Each line with the string "lens" is to be copied from the records below.

Data shown: Begin

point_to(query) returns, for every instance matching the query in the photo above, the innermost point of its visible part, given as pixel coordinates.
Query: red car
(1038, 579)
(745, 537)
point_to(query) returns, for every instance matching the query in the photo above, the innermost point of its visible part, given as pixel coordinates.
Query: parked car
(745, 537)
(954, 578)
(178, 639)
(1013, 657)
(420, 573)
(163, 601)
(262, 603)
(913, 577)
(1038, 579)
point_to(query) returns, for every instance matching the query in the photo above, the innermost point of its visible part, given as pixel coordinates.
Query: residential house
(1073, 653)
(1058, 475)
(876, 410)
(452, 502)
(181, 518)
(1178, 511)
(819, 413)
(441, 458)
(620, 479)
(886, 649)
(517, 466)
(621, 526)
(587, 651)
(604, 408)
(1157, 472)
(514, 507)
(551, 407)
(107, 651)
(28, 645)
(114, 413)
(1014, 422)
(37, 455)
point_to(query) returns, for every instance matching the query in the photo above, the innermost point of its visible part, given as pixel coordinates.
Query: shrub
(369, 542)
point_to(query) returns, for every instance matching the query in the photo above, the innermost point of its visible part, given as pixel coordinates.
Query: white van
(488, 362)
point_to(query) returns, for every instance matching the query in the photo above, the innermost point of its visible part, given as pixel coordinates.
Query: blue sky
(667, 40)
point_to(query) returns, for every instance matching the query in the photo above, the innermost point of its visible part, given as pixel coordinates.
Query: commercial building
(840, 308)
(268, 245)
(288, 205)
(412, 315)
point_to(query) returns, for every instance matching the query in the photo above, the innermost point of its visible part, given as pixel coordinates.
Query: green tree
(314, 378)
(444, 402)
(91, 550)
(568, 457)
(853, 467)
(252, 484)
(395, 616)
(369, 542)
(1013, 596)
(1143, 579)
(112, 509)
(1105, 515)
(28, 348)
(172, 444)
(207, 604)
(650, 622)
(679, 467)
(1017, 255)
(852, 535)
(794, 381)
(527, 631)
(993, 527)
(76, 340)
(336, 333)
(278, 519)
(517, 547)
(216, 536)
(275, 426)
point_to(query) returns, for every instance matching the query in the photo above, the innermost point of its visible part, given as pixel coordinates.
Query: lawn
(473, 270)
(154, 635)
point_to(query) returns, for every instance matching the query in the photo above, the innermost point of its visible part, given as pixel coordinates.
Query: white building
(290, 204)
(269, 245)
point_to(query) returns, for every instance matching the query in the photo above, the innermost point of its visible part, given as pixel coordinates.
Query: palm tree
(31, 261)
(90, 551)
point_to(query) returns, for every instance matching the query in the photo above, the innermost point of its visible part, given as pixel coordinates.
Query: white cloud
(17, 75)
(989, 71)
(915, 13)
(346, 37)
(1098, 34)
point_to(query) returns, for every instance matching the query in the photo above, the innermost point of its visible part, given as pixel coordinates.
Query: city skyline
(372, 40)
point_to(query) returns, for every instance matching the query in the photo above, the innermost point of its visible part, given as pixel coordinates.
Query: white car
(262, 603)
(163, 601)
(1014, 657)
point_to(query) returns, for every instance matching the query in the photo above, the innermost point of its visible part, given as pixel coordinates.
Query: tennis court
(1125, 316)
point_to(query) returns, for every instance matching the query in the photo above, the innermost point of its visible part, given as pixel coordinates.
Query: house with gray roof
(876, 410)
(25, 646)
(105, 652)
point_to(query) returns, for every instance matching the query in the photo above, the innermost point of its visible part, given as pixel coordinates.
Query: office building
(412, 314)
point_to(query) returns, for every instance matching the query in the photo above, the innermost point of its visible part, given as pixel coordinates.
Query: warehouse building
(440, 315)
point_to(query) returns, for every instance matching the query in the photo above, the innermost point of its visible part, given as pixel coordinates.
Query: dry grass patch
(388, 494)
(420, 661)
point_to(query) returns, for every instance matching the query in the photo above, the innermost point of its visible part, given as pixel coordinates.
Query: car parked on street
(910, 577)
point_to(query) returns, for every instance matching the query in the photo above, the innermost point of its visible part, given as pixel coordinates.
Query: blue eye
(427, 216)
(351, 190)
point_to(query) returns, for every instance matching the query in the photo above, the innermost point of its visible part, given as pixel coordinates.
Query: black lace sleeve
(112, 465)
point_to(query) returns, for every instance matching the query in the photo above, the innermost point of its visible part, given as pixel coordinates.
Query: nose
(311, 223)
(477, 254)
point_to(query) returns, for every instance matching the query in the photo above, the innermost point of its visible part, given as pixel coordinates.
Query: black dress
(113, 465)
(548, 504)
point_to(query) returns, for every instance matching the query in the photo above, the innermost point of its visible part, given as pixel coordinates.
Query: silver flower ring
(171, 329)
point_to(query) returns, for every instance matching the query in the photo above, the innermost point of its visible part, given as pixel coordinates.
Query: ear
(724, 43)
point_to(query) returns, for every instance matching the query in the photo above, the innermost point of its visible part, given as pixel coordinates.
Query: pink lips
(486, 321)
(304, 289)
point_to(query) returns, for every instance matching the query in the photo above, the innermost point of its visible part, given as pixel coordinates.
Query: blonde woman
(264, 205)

Data shown: End
Data shown: Begin

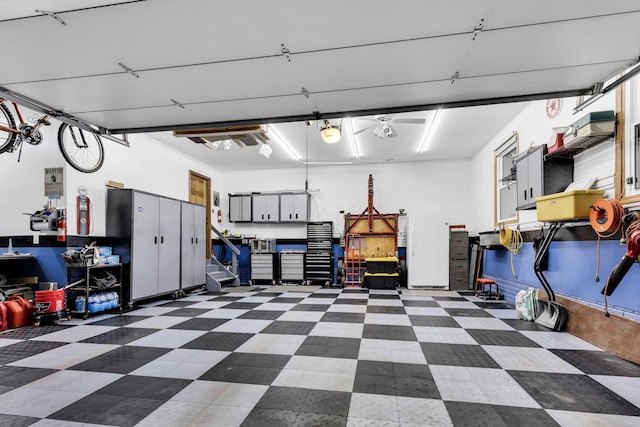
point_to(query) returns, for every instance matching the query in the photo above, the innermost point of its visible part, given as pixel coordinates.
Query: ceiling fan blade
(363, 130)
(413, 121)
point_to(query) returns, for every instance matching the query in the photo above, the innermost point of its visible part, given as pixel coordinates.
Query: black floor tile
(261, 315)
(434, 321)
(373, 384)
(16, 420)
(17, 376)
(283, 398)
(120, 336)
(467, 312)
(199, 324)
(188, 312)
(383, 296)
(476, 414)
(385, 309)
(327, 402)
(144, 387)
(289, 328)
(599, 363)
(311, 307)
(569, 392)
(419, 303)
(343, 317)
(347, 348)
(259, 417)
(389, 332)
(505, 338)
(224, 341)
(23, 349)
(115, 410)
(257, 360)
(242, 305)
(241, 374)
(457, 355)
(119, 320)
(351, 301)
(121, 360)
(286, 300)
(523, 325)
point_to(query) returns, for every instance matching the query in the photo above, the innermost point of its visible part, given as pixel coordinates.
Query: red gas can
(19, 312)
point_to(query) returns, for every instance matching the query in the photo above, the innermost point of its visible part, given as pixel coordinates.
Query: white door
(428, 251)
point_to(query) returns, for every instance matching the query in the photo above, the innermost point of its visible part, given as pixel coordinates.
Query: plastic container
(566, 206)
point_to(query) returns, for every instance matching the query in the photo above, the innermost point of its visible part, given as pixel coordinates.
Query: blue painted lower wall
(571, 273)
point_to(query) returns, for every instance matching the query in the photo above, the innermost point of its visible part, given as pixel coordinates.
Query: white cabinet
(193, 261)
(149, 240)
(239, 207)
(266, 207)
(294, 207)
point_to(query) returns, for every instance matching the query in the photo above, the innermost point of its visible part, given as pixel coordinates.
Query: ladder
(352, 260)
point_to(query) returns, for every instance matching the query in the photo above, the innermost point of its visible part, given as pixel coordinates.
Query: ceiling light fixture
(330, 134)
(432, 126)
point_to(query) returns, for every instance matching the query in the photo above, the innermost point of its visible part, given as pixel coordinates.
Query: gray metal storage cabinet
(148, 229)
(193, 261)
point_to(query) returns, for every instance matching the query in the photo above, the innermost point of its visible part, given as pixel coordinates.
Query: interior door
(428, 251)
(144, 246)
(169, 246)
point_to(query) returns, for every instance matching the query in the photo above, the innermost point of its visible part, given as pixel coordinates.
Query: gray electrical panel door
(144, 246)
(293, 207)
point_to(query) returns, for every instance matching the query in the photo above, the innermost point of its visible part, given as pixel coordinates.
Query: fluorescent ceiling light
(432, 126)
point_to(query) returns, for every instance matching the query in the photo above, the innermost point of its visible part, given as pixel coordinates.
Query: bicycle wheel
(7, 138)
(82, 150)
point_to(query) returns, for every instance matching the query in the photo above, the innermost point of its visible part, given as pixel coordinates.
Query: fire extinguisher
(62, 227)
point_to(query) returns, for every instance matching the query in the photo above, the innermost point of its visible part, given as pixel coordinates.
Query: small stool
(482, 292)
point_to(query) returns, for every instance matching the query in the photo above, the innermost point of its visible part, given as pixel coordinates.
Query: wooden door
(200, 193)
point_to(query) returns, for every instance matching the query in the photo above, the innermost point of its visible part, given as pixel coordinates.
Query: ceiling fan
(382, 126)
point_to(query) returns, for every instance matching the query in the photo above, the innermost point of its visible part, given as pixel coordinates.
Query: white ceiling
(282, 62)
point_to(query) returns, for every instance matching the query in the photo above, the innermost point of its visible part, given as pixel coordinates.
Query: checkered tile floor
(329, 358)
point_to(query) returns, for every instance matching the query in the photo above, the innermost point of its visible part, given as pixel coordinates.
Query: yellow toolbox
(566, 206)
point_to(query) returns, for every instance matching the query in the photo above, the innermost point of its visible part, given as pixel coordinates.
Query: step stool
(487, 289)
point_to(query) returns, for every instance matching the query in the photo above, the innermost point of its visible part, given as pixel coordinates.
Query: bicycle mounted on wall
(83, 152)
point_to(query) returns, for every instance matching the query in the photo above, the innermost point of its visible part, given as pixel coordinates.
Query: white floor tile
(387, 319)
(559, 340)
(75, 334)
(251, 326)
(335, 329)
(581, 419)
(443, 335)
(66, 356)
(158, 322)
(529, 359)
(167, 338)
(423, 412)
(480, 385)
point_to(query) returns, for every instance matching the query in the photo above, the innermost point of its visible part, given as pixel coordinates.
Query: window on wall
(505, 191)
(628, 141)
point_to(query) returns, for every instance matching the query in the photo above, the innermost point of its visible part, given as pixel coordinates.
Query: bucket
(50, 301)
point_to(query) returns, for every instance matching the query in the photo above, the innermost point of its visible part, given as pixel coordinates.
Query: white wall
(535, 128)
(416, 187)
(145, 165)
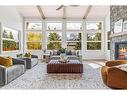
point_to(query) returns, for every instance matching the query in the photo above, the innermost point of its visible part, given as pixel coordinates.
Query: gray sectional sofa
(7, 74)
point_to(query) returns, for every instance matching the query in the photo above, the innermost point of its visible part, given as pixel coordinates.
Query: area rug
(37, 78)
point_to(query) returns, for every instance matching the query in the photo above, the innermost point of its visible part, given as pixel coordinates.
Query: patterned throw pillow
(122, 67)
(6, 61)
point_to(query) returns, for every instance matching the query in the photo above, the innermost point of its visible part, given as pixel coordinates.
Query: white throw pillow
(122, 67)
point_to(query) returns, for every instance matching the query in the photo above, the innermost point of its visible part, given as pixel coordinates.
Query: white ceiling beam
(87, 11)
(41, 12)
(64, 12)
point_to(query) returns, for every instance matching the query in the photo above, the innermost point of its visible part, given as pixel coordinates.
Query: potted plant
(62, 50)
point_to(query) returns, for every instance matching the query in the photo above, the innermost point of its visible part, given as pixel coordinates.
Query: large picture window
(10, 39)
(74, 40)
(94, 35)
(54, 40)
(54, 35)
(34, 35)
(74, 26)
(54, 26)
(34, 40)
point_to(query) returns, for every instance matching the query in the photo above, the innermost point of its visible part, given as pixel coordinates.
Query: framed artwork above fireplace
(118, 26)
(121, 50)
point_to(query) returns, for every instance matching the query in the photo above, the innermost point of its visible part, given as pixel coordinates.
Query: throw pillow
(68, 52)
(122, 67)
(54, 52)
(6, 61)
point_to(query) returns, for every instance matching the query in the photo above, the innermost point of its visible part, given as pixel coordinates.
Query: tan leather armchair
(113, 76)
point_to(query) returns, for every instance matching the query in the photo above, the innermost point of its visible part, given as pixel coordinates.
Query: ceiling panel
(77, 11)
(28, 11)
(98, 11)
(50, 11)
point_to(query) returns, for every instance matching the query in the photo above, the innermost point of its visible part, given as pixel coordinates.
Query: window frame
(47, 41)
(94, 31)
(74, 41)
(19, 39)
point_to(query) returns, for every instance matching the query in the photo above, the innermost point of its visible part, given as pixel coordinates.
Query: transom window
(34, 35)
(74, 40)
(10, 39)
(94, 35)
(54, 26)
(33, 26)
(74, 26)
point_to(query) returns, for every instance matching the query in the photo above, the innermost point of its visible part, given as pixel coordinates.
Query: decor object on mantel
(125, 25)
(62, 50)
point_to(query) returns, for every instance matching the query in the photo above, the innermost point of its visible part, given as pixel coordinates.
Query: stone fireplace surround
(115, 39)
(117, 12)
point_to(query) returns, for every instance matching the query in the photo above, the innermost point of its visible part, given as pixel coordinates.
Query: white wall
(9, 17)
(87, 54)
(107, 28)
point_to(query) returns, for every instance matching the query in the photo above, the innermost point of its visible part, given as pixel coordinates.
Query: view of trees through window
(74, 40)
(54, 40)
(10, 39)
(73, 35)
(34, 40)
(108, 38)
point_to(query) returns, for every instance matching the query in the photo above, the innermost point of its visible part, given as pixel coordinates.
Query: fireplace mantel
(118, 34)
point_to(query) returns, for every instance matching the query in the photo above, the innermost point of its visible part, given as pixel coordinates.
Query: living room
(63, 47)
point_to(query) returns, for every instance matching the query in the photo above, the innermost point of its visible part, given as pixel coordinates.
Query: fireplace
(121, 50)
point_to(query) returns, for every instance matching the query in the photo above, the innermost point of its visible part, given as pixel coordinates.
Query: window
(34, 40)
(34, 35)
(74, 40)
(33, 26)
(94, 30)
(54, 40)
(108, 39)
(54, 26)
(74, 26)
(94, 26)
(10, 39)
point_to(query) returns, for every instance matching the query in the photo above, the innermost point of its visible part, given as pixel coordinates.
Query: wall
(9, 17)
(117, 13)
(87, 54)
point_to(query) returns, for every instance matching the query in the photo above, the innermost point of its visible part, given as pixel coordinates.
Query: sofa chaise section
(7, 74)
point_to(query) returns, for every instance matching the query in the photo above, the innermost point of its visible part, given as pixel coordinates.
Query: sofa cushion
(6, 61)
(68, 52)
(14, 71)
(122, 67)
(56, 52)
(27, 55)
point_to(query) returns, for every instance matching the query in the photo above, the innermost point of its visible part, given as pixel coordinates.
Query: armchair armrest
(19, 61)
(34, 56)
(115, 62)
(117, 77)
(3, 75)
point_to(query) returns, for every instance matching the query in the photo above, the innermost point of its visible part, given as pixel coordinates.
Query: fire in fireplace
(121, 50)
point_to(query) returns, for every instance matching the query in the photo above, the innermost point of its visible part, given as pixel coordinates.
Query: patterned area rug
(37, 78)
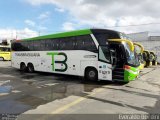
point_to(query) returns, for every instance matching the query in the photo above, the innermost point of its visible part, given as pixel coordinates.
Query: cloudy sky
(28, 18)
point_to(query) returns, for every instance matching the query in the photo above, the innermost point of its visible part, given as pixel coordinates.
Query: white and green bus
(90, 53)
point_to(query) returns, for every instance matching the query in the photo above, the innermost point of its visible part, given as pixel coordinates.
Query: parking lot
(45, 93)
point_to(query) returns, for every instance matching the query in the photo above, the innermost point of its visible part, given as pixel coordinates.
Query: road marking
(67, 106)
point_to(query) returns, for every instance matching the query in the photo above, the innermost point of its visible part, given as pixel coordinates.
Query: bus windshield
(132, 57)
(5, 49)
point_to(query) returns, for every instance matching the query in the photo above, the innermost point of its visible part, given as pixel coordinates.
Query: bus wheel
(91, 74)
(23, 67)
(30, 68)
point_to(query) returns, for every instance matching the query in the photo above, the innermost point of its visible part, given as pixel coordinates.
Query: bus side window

Data shown: End
Data shown: Begin

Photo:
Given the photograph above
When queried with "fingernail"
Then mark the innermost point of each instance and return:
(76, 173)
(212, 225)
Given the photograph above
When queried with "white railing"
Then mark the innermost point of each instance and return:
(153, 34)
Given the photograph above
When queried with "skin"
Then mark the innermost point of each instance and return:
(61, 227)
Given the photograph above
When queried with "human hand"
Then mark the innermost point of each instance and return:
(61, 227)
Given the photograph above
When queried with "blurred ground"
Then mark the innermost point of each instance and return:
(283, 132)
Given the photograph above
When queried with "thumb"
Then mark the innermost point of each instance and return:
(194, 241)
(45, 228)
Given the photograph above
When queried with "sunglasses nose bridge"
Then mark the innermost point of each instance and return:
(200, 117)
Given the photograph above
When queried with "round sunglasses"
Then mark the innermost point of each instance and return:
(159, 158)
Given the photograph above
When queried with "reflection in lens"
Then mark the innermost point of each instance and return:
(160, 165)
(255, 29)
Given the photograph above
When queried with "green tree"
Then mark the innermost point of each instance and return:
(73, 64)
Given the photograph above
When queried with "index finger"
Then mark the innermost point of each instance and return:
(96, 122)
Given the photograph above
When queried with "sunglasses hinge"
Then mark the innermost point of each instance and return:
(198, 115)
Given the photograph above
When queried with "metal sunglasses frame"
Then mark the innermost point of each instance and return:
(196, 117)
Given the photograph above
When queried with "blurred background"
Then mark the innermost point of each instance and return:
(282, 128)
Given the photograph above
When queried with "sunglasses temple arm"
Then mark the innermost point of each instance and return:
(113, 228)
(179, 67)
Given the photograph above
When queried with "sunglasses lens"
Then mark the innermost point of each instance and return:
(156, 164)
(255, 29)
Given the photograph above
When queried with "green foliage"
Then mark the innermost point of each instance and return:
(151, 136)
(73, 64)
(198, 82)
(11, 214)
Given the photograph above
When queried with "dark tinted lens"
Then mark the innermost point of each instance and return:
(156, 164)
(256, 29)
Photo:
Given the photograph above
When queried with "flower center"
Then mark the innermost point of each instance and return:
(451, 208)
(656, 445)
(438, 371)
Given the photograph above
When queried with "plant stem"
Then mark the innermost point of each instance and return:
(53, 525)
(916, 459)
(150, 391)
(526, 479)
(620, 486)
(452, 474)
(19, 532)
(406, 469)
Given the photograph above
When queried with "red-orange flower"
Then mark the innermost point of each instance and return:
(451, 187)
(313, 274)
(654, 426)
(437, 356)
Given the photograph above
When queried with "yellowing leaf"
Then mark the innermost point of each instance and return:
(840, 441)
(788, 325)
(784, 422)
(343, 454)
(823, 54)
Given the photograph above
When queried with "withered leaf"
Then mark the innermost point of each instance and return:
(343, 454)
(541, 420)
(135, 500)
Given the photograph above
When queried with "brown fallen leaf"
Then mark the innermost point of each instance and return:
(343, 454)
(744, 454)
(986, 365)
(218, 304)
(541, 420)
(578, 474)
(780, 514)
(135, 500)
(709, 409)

Data shown: End

§ Output for this task
When queried with "reflection in lens"
When queried with "sunglasses lens"
When queried with "dark tinted lens"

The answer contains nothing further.